Stored items:
=== Begin Enclosure ===
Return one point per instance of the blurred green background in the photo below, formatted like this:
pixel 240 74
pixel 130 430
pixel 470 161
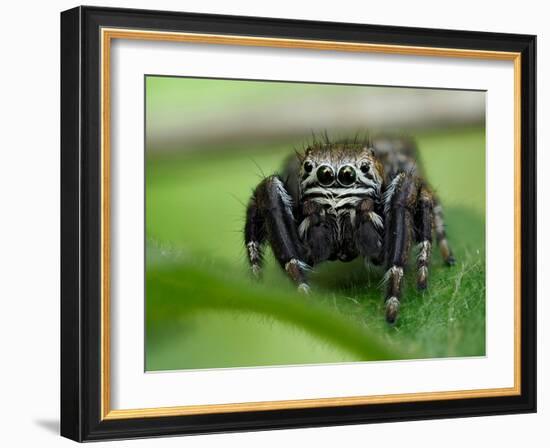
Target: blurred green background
=== End Enclosure ===
What you return should match the entries word for word, pictures aside.

- EXERCISE OUTPUT
Return one point per instance of the blurred green background in the photo below, formatted like this:
pixel 240 74
pixel 130 430
pixel 470 161
Target: blurred green background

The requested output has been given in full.